• **TASK INSTRUCTIONS**: Tell how many lines of the data below have the string "jacket" in them. Say nothing more.

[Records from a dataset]
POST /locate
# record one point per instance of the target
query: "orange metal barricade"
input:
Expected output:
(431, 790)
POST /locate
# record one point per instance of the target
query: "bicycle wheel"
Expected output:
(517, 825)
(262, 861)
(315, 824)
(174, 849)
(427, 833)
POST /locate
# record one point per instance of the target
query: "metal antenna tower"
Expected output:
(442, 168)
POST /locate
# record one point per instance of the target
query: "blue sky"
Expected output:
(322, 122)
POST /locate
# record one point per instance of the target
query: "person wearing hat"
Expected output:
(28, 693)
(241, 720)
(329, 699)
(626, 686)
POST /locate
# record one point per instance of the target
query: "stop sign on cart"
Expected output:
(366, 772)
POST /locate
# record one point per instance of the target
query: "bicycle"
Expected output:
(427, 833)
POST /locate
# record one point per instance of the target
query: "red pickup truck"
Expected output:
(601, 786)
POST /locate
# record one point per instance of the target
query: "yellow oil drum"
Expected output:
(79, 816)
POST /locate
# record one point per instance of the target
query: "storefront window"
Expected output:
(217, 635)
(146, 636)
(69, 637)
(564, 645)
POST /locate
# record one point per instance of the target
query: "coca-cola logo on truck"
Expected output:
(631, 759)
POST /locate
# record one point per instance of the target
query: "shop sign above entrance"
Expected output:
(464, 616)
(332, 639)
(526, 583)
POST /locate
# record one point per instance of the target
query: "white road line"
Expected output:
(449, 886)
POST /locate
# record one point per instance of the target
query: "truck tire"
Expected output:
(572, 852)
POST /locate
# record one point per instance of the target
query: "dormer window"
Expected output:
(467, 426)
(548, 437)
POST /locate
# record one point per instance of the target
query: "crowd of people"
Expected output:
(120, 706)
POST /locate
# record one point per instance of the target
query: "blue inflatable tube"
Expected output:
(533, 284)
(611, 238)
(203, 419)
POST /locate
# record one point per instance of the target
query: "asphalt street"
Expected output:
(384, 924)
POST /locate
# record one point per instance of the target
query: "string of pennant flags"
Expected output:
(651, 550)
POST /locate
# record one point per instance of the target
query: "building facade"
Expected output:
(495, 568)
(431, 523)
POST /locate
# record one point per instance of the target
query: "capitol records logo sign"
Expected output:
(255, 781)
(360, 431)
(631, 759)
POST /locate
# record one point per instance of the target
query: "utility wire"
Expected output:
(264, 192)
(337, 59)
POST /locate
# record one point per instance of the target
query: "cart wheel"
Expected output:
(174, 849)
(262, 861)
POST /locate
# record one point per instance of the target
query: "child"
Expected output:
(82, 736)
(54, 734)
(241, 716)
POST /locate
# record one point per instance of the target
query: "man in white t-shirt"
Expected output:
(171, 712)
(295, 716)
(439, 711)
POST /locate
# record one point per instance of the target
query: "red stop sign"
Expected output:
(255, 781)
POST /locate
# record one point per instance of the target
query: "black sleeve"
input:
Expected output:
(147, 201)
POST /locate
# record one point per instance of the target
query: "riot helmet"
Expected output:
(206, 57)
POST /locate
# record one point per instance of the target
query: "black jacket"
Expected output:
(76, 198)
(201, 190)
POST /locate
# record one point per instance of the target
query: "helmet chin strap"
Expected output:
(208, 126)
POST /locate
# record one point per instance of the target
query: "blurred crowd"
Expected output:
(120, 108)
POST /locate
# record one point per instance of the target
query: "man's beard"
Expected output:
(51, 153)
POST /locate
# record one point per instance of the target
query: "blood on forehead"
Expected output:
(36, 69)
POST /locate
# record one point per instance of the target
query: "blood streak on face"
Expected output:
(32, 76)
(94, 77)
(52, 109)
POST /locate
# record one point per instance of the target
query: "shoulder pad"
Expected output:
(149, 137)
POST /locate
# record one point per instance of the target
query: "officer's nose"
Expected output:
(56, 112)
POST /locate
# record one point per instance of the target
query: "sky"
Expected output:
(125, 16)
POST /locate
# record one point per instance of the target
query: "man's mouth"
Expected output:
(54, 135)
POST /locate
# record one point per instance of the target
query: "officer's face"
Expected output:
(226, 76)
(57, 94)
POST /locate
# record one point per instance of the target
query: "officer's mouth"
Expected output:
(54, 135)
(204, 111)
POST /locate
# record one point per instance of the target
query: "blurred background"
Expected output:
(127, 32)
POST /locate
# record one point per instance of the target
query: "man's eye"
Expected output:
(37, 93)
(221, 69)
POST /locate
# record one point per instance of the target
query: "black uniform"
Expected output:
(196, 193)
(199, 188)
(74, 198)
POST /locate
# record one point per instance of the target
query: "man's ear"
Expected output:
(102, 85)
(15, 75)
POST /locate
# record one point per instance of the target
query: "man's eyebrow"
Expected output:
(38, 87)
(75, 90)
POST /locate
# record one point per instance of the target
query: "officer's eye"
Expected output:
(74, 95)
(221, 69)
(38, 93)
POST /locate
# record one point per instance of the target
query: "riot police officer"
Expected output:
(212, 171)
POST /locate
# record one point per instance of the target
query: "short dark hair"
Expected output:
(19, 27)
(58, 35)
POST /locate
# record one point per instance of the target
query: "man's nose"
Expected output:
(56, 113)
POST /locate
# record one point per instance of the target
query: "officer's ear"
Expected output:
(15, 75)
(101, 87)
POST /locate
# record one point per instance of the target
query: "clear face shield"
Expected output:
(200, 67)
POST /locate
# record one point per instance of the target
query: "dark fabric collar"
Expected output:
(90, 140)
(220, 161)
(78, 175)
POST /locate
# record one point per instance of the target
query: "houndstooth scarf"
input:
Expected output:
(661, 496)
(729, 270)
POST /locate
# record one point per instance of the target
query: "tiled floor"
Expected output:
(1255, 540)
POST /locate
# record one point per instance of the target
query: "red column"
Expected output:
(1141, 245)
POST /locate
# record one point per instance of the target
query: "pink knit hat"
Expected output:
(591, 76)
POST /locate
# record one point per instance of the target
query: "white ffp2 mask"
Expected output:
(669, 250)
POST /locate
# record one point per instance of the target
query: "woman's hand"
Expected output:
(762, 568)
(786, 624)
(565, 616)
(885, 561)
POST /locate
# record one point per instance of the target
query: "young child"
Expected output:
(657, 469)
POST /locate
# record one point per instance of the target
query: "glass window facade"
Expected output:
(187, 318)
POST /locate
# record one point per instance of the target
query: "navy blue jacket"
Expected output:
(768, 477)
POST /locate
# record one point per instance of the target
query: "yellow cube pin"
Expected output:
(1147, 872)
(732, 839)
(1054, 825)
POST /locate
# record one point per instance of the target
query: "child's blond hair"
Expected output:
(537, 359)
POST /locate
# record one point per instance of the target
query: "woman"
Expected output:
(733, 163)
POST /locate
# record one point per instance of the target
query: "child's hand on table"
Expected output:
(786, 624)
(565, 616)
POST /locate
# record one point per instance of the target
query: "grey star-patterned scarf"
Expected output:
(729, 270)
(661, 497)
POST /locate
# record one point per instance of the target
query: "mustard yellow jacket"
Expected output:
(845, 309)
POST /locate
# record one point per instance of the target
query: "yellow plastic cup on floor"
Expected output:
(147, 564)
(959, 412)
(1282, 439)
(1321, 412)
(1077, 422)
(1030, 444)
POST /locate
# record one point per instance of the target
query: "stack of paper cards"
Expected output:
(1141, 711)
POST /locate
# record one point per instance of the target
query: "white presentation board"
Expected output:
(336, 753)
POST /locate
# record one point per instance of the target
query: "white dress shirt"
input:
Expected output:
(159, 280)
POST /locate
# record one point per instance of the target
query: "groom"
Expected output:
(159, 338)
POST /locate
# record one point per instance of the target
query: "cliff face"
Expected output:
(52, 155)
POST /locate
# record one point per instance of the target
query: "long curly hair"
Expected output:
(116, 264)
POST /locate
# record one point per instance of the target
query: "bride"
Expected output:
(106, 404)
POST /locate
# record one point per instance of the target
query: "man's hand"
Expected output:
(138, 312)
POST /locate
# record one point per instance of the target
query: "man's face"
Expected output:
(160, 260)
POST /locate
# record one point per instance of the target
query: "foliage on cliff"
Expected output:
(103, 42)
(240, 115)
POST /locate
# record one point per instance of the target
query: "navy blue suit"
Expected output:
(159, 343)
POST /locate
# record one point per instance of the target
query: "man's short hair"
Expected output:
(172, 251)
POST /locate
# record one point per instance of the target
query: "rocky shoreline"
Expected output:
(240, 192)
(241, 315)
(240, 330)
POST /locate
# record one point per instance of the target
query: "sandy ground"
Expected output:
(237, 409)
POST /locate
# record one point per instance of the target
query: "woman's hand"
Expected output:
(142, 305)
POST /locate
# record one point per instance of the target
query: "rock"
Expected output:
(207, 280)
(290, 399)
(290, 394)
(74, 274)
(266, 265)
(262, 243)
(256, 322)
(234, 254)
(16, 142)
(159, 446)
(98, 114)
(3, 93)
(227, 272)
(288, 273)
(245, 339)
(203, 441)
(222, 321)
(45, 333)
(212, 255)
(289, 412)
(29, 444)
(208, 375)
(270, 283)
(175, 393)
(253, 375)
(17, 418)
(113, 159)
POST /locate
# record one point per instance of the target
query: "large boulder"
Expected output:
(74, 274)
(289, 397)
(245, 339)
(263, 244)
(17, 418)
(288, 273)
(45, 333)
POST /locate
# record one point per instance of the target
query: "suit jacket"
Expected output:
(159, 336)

• **WRITTEN SOLUTION**: 4